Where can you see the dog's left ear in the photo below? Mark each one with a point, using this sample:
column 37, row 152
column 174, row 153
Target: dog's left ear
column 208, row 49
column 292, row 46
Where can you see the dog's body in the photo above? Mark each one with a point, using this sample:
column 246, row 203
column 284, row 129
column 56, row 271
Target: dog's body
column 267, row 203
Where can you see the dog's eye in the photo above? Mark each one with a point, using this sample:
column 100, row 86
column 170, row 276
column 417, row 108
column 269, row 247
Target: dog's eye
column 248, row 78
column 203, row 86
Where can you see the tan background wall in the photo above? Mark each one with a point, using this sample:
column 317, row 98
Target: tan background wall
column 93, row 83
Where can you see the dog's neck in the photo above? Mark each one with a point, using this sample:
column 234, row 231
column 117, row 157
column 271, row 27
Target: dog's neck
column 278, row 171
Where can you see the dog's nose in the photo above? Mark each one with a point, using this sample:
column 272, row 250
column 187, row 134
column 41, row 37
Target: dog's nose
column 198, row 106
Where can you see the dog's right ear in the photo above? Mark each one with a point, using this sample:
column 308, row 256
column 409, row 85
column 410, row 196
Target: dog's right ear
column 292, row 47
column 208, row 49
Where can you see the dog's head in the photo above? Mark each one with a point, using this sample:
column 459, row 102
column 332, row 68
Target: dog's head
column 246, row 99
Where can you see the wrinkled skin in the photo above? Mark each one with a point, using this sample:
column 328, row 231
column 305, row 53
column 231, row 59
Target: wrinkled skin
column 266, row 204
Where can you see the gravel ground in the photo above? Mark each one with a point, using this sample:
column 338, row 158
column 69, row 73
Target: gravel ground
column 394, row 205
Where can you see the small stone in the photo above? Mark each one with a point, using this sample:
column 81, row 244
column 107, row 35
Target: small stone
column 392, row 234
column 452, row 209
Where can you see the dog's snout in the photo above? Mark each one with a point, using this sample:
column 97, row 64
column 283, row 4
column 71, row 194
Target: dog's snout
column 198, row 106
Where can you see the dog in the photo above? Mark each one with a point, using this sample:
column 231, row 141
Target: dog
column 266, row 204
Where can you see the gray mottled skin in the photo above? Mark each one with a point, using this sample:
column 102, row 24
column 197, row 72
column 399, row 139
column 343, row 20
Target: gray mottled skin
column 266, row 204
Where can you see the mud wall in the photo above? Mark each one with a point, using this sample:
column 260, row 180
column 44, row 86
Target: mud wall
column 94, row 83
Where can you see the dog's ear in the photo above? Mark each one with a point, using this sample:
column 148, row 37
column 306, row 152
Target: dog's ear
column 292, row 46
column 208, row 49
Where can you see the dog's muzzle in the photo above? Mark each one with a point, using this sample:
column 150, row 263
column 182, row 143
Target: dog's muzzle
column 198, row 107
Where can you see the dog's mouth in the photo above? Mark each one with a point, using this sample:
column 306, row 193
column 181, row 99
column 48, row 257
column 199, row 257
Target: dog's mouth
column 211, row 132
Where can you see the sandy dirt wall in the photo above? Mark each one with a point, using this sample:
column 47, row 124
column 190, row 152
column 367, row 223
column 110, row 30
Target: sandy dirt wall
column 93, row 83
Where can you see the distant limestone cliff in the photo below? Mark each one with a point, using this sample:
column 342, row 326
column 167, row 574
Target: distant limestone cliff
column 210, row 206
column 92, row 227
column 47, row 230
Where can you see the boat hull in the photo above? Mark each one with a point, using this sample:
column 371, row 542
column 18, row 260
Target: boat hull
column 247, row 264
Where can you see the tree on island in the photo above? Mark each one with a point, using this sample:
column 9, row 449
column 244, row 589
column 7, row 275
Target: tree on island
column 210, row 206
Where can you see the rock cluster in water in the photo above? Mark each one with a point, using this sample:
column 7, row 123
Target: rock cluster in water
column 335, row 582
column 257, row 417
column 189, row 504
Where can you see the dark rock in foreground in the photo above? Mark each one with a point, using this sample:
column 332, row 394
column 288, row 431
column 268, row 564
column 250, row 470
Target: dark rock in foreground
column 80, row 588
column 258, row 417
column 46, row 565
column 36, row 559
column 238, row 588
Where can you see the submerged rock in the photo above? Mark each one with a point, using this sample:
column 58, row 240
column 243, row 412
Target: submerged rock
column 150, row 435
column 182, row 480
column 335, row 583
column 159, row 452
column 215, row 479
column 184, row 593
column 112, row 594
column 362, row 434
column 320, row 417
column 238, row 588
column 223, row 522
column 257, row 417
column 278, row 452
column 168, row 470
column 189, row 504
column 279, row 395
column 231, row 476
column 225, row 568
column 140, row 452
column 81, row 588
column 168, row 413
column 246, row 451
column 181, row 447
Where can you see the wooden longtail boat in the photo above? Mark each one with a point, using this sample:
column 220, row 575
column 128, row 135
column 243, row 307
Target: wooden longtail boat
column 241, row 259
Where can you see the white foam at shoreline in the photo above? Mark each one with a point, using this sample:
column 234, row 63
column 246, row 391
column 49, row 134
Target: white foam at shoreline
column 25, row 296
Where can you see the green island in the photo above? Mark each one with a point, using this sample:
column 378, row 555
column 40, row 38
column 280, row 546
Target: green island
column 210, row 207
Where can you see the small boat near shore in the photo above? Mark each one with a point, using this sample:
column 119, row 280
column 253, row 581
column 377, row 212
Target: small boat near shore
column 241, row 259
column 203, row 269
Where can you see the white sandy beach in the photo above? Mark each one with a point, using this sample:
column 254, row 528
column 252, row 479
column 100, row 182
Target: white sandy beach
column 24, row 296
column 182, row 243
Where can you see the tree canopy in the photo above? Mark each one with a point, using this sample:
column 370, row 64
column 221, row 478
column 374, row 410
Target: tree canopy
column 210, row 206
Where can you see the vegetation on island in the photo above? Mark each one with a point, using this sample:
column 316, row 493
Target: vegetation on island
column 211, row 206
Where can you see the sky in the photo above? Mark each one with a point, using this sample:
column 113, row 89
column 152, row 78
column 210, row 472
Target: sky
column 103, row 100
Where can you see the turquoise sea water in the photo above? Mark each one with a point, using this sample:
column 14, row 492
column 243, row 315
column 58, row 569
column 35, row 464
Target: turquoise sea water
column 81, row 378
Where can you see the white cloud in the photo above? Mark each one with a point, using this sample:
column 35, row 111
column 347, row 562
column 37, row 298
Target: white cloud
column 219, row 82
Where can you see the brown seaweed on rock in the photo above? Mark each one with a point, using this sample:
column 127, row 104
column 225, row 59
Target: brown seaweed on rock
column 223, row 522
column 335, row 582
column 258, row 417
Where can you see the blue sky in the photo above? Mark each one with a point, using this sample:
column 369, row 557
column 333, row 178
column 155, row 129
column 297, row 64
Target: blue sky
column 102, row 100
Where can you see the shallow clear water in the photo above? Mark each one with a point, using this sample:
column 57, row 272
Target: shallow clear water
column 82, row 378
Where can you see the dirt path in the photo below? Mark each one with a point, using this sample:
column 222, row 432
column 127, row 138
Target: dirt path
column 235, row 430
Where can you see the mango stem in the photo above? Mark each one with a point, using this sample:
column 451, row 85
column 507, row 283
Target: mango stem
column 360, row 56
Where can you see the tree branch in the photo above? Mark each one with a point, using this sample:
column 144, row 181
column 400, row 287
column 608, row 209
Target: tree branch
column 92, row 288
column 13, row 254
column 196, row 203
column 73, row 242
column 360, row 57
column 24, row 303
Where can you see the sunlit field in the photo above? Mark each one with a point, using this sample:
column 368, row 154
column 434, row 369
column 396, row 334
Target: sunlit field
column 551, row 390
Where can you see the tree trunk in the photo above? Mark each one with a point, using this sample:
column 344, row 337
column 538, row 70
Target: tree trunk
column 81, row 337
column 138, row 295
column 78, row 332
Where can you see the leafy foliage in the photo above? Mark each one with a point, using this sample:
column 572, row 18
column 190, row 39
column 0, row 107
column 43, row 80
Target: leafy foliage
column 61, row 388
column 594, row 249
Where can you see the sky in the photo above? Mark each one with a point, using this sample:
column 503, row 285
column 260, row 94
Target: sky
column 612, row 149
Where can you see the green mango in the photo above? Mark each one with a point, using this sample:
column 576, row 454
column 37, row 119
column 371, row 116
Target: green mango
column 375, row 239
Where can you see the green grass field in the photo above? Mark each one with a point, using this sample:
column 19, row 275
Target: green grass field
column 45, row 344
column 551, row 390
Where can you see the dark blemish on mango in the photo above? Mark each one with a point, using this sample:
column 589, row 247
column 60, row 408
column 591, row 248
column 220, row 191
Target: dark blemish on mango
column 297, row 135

» Stated goal
Put the rows from the line with "Where can you see the green mango" up to and including the line with "column 375, row 239" into a numbered list, leaving out any blank lines. Include only those lines.

» The response
1. Where can you see the green mango in the photo above? Mark each one with a point, using this sample:
2. column 576, row 454
3. column 37, row 119
4. column 371, row 116
5. Target: green mango
6. column 375, row 239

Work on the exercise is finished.